* **Problem**: Rewrite everything in the listing from the line containing "Where on the screen above can I see the bowl" down to the line containing "[224,65,408,211]", putting "coat" in place of "jacket" and changing nothing else.

>> BEGIN Given records

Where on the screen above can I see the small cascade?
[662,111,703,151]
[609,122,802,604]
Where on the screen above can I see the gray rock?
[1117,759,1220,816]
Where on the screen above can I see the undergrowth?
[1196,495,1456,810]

>> END Given records
>> BEGIN Given records

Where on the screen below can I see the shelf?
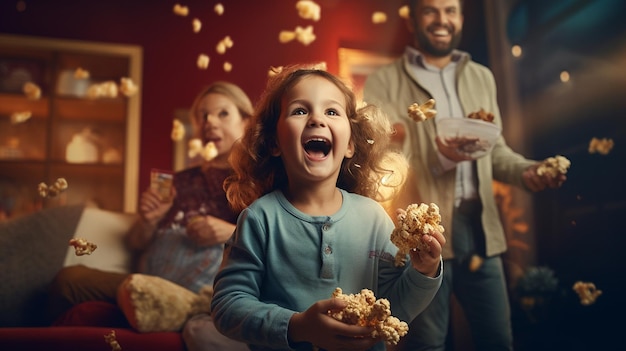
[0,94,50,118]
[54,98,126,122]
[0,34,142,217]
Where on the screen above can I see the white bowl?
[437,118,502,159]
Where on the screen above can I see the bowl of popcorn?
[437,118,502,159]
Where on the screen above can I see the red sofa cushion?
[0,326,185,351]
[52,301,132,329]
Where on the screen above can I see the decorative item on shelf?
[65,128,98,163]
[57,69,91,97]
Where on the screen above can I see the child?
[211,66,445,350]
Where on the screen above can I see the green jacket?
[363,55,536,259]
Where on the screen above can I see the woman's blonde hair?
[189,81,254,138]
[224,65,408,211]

>> END Given records

* **Complete answer**:
Where on the screen above can I see the bowl of popcorn?
[437,118,502,159]
Where on the screen above can I see the red sofa cushion?
[0,326,185,351]
[52,301,132,329]
Where on the screen above can I see the decorative item on shelf?
[65,128,98,163]
[57,69,91,97]
Where on the screen above can I see the child?
[211,66,445,350]
Where on the screen above can I see the green coat?
[363,55,536,259]
Where on the screen above can I see the woman's blonde hair?
[189,81,254,138]
[224,65,408,211]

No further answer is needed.